[Work instructions] The response must consist of the records below, copied exactly.

(Records for this task begins)

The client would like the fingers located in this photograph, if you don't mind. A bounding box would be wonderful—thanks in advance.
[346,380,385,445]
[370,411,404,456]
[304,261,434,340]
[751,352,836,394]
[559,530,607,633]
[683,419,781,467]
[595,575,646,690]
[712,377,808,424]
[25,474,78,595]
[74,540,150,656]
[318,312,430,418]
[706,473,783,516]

(Records for this task ends)

[Exercise solution]
The client would like the fingers located in this photograph, if you don't mind. A bounding box would be wonderful—thanks in advance.
[346,380,385,445]
[370,411,404,456]
[304,261,434,340]
[751,352,836,394]
[559,530,607,633]
[683,419,781,467]
[595,575,646,690]
[712,377,808,424]
[25,474,78,595]
[74,540,150,656]
[318,312,430,418]
[706,473,783,516]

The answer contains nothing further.